* TASK ITEM: Where a line of the data holds the word "mark", copy that line.

* GIVEN RECORDS:

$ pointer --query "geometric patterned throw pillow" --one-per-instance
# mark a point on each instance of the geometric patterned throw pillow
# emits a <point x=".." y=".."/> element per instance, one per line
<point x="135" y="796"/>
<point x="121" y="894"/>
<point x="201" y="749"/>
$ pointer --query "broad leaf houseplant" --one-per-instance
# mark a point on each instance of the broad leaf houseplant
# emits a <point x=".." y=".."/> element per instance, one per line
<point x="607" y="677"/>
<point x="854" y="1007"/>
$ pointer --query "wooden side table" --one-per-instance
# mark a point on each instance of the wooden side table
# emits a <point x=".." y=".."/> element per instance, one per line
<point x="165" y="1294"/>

---

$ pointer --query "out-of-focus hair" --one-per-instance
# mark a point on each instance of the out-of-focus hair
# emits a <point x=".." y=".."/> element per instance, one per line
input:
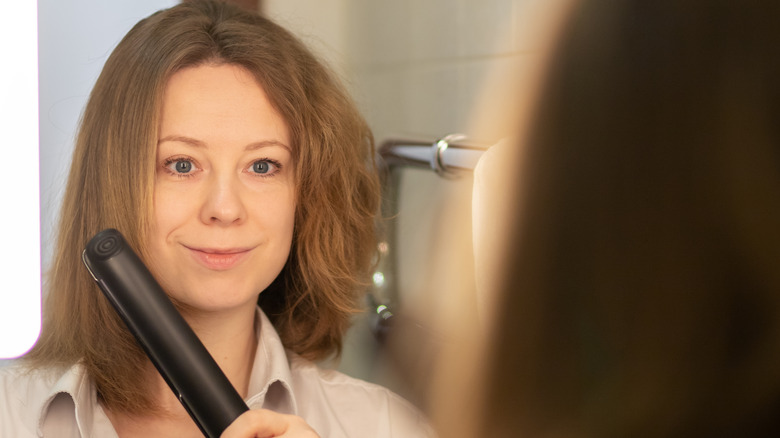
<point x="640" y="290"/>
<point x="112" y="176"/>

---

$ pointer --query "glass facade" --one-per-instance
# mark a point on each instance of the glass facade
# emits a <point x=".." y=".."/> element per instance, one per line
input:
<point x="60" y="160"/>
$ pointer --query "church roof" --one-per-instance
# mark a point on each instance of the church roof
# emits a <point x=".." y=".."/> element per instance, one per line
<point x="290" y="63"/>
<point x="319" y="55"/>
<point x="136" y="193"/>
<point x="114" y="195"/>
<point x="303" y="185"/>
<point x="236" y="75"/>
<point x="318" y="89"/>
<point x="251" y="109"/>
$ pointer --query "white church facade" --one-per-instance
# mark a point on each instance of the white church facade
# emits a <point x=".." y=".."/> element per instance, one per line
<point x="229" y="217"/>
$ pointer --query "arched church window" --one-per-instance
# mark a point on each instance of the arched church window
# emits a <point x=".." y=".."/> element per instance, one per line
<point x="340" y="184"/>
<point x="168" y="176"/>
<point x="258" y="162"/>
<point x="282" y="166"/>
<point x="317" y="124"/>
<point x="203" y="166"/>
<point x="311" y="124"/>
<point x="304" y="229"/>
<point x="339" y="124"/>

* EXERCISE RESULT:
# mark a point on each instance of the geometric patterned throw pillow
# mark a point on each instance of the broad leaf houseplant
# mark a point on each instance of the wooden side table
# mark a point on each instance of the out-of-focus hair
# mark a point on each instance of the glass facade
# mark a point on each instance of the church roof
# mark a point on each instance of the white church facade
# mark a point on each instance of the arched church window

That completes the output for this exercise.